# START OF GIVEN RECORDS

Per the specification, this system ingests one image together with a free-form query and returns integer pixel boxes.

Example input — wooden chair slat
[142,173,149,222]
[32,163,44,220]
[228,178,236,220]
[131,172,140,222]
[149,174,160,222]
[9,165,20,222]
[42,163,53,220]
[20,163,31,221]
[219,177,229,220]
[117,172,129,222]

# END OF GIVEN RECORDS

→ **JOB**
Reproduce all of the data above line for line, without altering any character.

→ **TASK ANSWER**
Per the specification, this system ingests one image together with a free-form query and returns integer pixel boxes.

Example input — wooden chair slat
[142,173,149,222]
[32,163,44,220]
[228,178,236,220]
[131,172,140,222]
[149,174,160,222]
[9,165,20,222]
[42,163,53,220]
[20,163,31,221]
[219,177,229,220]
[117,172,129,222]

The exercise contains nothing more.